### READING TEXT
▼

Total Services: 16 configured Total Clusters: 4,789 Expected Total Observations: 16-20M

Phase Services Status Time Coverage
Phase 0 7 unitary services 2 complete ~18-25 hours Global + US-only
Phase 1 12 Earth Engine assets Testing ~30-35 hours Global (sequential)
Phase 2 1 embedding service Testing ~6.6 hours Global

Phase 0: Unitary Services (7 services)

Can run in parallel (independent rate limits).

✅ NASA_POWER - Climate Data

  • Status: Complete
  • Coverage: Global (0.5° resolution)
  • Data: Temperature, precipitation, radiation, humidity
  • Temporal: Daily aggregates
  • Observations: 10,487,910 (COMPLETE)

✅ GBIF - Species Observations

  • Status: Complete
  • Coverage: Global
  • Data: Species occurrences
  • Temporal: Historical through present
  • Observations: 1,436,700 (COMPLETE)

🔄 OpenAQ - Air Quality

  • Status: 77% complete
  • Coverage: Urban areas with sensors (sparse)
  • Data: PM2.5, PM10, ozone, NO2, SO2, CO
  • Temporal: Hourly/daily measurements
  • Expected: ~1.3M observations
  • Note: 11 clusters with API 500 errors (retry later)

⏳ USGS_NWIS - Stream Gauges

  • Status: Not started
  • Coverage: US only (~13% of clusters, ~3-5% with data)
  • Data: Discharge, gage height, water temp, water quality, sediment, turbidity
  • Temporal: Daily values
  • Expected: ~126,000 observations from ~126 clusters
  • Parameters: 16 comprehensive codes (see docs/USGS_NWIS_ADAPTER.md)
  • Time: ~5-6 hours

⏳ WQP - Water Quality Portal

  • Status: Not started
  • Coverage: US + some international
  • Data: Water chemistry (pH, nutrients, metals, turbidity)

▲

### EXERCISE DATA
▼

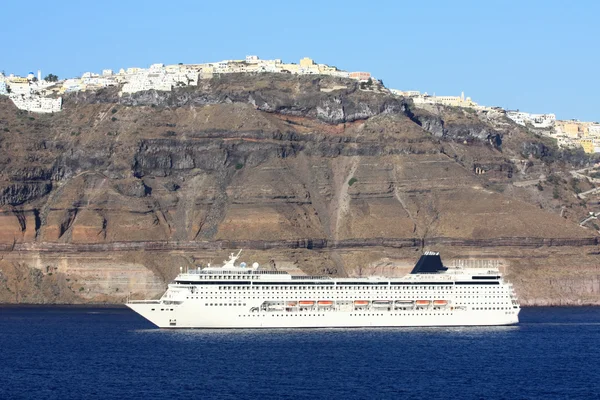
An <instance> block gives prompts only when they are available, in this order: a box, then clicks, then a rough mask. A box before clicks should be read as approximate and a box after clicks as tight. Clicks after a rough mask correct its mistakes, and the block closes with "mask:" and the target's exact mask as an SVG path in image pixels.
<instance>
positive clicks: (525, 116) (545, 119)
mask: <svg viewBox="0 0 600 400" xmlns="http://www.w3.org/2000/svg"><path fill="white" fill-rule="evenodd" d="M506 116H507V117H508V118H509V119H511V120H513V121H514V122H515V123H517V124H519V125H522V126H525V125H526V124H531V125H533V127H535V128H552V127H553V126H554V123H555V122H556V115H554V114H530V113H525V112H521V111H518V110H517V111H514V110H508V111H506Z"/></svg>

▲
▼

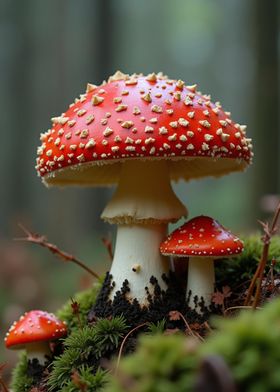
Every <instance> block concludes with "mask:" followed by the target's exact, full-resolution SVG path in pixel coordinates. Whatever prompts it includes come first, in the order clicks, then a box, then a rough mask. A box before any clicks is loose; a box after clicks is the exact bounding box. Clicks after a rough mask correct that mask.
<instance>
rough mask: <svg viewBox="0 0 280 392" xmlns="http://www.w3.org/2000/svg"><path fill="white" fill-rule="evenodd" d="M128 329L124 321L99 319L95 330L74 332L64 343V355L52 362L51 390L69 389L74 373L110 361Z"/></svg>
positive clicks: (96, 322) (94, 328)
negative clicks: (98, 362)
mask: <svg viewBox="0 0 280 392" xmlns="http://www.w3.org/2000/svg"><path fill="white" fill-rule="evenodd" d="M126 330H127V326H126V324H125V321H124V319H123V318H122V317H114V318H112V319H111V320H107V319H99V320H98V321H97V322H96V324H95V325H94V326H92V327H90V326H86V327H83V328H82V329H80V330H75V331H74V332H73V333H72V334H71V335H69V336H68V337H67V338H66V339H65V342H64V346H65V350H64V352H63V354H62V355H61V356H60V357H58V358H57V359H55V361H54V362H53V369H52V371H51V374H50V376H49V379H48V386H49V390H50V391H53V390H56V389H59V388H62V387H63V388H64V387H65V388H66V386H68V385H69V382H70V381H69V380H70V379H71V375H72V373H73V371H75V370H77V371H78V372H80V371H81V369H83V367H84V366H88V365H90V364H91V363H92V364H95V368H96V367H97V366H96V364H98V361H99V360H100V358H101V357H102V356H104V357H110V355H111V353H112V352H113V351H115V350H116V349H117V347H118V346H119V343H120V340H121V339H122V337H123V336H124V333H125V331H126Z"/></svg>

▲

### COMPLETE THE FOLLOWING
A: How would you render the sentence "Can run in parallel (independent rate limits)." from the services status text in Spanish?
B: Can you write out the passage of the services status text between "Total Services: 16" and "Services (7 services)", inclusive?

### TASK-BY-TASK RESULTS
A: Pueden ejecutarse en paralelo (límites de tasa independientes).

B:
Total Services: 16 configured Total Clusters: 4,789 Expected Total Observations: 16-20M

Phase Services Status Time Coverage
Phase 0 7 unitary services 2 complete ~18-25 hours Global + US-only
Phase 1 12 Earth Engine assets Testing ~30-35 hours Global (sequential)
Phase 2 1 embedding service Testing ~6.6 hours Global

Phase 0: Unitary Services (7 services)